_Extract_
::::::
Heading back to school is always an exciting time for students, staff and teachers. This year will be no different. Many people are heading to classrooms that lack the familiarity of past years.

Students at Warren High School walked out of the building last spring that was as old as I am (that’s old) and will walk into a brand-new school on Thursday. Because I have been working on a book on the school all summer, I have visited the school often. I walked the hall in April to get photos of the old school, then I watched as giant track hoes bit away at those very halls all summer. I will be there Thursday to experience the first day of school before putting the finishing touches on “Warren Warriors” and getting the book to the printer. It will arrive back sometime toward the end of September.

The district kept two of the buildings. The building containing the gym and auditorium will live on, as will the building furthest from the school.

Finding new uses for old schools can be tricky. They are, like many buildings, built for a very specific purpose. The easiest thing to convert a school into is another school. This has been the case with many old schools in Marietta. Others have been torn down.
::::::
_Available data_

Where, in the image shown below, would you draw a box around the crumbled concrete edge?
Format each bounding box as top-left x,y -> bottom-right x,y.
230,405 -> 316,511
::::::
_Direction_
Rewrite the paragraph of the back-to-school piece that begins "Students at Warren High School walked out" as a shorter paragraph that keeps its main facts. Answer using only the back-to-school piece, not the listing.

_Solution for this problem_
Warren High School students left their old building, as old as I am, last spring and will enter a brand-new school on Thursday. Because I spent the summer working on a book about the school, I visited often. In April I photographed the old halls, and over the summer I watched track hoes tear them down. I will be there for the first day on Thursday, then finish "Warren Warriors" and send it to the printer. It should come back near the end of September.